> **TO BE DONE**
Copy out exactly the lines from the line containing "gray t-shirt, imagine" to the end of the listing.

> **Records**
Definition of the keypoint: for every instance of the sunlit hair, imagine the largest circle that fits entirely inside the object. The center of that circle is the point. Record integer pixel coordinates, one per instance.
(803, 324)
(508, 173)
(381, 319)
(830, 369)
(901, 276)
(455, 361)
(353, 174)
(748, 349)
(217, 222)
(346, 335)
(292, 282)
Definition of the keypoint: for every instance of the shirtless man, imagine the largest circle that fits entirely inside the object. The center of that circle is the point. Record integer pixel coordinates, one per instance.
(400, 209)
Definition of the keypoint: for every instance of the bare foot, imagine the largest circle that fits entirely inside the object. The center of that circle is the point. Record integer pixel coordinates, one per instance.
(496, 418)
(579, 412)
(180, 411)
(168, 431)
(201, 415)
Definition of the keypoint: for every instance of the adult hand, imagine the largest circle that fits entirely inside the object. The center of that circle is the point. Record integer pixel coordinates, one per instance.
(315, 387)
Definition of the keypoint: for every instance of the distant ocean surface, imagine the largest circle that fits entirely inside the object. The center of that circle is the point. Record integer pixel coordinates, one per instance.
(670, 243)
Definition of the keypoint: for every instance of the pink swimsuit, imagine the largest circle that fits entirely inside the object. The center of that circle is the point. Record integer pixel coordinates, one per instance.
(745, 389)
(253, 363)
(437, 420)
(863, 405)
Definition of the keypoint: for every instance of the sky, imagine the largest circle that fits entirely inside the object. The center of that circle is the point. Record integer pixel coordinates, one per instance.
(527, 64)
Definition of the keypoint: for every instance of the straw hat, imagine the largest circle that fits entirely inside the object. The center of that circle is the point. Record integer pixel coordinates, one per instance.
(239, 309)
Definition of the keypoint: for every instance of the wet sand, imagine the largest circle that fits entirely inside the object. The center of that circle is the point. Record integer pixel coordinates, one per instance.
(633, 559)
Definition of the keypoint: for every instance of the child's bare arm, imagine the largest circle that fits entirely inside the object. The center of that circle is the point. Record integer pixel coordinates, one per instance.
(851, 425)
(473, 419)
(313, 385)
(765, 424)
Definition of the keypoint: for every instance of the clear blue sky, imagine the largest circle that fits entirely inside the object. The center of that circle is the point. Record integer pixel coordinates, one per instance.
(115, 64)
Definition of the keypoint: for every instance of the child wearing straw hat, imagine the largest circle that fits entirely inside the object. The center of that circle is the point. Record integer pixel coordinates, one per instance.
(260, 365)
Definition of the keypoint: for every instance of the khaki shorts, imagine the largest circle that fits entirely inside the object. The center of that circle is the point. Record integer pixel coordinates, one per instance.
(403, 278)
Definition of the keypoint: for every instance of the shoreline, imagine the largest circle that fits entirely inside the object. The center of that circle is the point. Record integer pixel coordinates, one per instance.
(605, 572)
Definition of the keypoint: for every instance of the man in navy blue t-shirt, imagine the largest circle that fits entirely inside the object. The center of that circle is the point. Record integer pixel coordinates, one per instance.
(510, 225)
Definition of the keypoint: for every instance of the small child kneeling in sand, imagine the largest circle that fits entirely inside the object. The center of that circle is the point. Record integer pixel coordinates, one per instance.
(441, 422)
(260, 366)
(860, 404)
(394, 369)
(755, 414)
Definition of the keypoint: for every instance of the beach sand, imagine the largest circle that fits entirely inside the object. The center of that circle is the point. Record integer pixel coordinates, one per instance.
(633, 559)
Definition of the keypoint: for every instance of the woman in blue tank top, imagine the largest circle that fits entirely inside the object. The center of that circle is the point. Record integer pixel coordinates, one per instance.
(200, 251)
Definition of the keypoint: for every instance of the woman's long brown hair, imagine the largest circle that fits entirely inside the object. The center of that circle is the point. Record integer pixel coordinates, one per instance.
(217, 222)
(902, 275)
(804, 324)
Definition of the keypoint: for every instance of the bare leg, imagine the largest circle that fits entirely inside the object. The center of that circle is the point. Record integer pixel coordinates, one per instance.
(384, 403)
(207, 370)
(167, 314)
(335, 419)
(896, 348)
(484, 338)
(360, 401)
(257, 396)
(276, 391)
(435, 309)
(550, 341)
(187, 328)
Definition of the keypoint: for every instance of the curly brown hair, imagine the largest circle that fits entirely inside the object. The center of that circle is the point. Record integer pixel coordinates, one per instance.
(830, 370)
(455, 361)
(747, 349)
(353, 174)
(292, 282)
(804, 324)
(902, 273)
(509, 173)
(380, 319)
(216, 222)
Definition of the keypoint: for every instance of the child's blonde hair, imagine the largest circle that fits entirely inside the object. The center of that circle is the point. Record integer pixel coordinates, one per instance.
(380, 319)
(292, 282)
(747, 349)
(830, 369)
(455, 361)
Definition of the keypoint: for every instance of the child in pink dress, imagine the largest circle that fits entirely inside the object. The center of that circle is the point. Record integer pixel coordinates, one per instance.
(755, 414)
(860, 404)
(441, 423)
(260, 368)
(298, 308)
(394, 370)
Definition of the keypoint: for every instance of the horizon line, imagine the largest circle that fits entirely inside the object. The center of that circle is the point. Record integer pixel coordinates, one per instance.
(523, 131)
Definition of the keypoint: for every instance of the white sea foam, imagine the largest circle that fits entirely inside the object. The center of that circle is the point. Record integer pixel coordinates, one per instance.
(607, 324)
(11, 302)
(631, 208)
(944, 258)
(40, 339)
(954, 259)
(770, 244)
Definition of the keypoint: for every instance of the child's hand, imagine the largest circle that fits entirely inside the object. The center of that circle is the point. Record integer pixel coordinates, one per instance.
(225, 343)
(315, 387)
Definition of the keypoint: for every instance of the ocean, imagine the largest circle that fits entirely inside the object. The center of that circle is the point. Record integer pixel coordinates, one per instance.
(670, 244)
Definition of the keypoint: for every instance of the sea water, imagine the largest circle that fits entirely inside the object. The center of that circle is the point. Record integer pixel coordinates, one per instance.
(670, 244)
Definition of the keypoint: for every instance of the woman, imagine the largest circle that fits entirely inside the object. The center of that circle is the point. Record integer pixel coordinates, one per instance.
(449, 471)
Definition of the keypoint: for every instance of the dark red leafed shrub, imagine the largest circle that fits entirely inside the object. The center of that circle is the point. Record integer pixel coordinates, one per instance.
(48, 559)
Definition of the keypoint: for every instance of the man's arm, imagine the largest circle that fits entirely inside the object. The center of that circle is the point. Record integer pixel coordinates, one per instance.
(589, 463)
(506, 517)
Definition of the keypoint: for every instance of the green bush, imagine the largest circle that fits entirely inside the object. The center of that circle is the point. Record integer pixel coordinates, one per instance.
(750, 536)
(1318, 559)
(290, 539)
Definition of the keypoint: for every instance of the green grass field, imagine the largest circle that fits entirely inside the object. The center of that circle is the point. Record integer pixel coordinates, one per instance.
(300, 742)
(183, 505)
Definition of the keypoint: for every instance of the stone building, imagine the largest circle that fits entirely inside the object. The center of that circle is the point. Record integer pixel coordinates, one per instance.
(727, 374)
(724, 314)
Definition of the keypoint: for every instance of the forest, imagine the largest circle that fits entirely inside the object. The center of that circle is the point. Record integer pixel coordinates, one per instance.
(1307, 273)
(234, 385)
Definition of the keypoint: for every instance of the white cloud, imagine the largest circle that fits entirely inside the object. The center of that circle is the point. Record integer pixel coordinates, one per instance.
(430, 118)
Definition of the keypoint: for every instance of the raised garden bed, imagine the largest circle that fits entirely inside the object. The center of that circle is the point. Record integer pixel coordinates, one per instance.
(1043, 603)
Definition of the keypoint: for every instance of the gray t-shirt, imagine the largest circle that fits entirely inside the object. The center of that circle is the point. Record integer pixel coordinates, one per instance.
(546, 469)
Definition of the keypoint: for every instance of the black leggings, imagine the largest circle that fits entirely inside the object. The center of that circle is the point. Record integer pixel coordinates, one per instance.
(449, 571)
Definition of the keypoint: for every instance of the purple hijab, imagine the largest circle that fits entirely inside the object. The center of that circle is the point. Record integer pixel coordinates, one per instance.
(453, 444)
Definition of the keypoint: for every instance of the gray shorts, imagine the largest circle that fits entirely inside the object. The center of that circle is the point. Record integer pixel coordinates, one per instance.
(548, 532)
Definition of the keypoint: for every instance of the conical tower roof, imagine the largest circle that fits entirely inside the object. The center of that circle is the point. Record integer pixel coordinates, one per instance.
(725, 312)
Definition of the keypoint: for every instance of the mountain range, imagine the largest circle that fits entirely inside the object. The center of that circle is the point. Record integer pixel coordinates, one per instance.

> **ANSWER TO THE TASK**
Definition of the keypoint: for every instance of the gray t-shirt, imagine the largest circle that fits entirely inside the object. The center of that circle is the point. Record integer pixel coordinates, one per instance.
(546, 469)
Definition of the keypoint: for every instance of the black leggings, imagine the largest circle that fits entirely inside the object. The center of that circle is the point. Record integer pixel coordinates, one per instance.
(449, 571)
Definition of the keypoint: for every instance of the purple hijab, imagine the largest circle that fits entirely inside the object. The center of that circle is the point. Record integer pixel coordinates, one per instance.
(453, 444)
Definition of the keypoint: for every instance of the gray shorts, imagine the largest circle that fits entirely inside the object. The center of that circle is the point. Record integer pixel coordinates, one per instance.
(548, 532)
Definition of the keypoint: for every instance of the conical tower roof, imagine the largest circle that fits entirely inside the object. The center of that circle is the point. Record integer pixel coordinates, one per instance.
(725, 312)
Definition of the keypoint: for every instance of the mountain range, imagine the largest circle that fits entirely inside the object. The center of that circle is the point. Record integer pixel coordinates, one per instance.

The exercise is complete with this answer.